*Dataset excerpts*:
----

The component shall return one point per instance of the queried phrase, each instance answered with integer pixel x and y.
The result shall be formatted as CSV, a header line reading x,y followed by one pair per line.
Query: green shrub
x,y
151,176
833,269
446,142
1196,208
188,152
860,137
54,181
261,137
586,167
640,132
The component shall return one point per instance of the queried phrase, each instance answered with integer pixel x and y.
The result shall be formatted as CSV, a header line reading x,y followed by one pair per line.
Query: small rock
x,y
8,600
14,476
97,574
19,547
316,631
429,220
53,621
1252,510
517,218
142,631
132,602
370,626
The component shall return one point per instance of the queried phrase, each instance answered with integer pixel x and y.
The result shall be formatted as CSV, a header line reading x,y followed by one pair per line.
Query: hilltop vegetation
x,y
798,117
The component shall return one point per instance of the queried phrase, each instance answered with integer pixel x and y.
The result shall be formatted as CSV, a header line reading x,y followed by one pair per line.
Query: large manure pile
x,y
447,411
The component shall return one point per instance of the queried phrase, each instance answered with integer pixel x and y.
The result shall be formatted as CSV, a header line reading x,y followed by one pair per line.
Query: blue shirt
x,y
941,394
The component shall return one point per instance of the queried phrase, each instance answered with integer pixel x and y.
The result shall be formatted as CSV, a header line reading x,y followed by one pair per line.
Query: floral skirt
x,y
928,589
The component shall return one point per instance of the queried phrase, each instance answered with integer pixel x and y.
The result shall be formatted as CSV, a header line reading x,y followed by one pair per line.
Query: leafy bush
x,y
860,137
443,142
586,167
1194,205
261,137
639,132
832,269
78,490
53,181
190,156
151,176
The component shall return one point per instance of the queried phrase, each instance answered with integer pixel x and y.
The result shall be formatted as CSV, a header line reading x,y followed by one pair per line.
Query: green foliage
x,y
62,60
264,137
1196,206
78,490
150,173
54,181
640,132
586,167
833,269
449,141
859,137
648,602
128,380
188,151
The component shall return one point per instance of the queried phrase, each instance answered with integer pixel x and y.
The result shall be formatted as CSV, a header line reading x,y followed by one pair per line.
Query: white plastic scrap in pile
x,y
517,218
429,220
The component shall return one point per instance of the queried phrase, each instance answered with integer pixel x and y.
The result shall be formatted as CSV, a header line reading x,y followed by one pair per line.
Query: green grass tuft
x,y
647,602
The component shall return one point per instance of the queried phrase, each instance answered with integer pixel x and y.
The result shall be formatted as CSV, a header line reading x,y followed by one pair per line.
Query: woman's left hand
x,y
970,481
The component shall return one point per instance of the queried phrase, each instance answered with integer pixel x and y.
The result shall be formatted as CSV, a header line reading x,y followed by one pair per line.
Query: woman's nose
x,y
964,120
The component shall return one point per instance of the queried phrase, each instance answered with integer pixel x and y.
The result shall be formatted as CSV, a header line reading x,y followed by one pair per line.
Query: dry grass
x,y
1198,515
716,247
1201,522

----

Reproduce all of the data above, exactly and without omission.

*Solution to this problem*:
The component shall return one point per instance of the queried phrase, each instance answered with integer pixel x and y.
The result shall be formatted as CSV, a header line reading x,y followed by one pair per line.
Query: green shrub
x,y
151,176
833,269
446,142
1196,208
188,152
860,137
54,181
261,137
586,167
640,132
The component shall return one point per instance of the queried phrase, each instance answered with integer pixel x and y.
The result shall be formatted as CSV, a header line reading x,y followed by one pair per line.
Query: small rock
x,y
8,600
14,476
97,574
19,547
316,631
429,220
53,621
1252,510
517,218
142,631
132,602
370,626
The component shall return one point per instance of the queried phrase, each instance answered with integer pixel x and y.
The result shall be formatted as CSV, a header line reading x,y followed by one pair per line.
Query: hilltop vegetation
x,y
798,117
The component shall return one point per instance of the queried phrase, each instance answered with integer pixel x and y.
The result shall be formatted as CSV, a header line reading x,y followed by one pair per line.
Query: large manure pile
x,y
447,411
The component shall return one point per instance of the queried phrase, each instance answered with integer pixel x and y.
The result shall be formatted as CSV, a header line reading x,y followed by one pair per line.
Query: blue shirt
x,y
941,394
The component shall return one point per instance of the queried phrase, each instance answered with integer pixel x and y.
The result shall be formatted as CSV, a header line reading x,y followed by one pair per line.
Query: floral skirt
x,y
928,589
The component shall return one point per instance of the queried phrase, each instance answered with integer pixel x and y.
The result shall be formatted as CSV, a header line reading x,y followed by one pair per line.
Query: leafy bush
x,y
860,137
443,142
586,167
1194,205
261,137
639,132
832,269
78,490
53,181
190,156
151,176
The component shall return one point per instance of the queried phrase, each instance answered with integer pixel x and y.
The result shall be formatted as CSV, a header line reading x,y followed by one pair per line.
Query: green foliage
x,y
62,60
264,137
1196,206
78,490
150,173
54,181
640,132
586,167
833,269
449,141
859,137
648,602
128,380
188,151
The component shall return one point per instance of the queried phrase, each instance answered with integer pixel x and y.
The result shall be formatted as CSV, a header line reading x,y followed by one pair per line.
Query: white plastic scrap in pile
x,y
517,218
429,220
The component shall return one point per instance of the queried phrase, each instance answered with integer pixel x and y.
The result shall be formatted as CSV, a header line reading x,y followed by one pair per line.
Query: green grass tuft
x,y
647,602
The component shall return one point per instance of the queried phrase, each instance answered with integer pixel x and y.
The result shall be formatted as CSV, a header line reading x,y followed by one pair per line.
Query: woman's left hand
x,y
970,481
The component shall return one point per instance of the queried phrase, each instance answered with integer pixel x and y.
The result shall be formatted as CSV, a header line reading x,y followed by one pair per line.
Query: woman's nose
x,y
964,120
The component shall return one point per instance of the queried phrase, each instance answered with integer pixel x and y.
The result shall be formatted as CSV, a header line reading x,y followed by one pair per line.
Query: dry grass
x,y
1198,515
716,247
1201,522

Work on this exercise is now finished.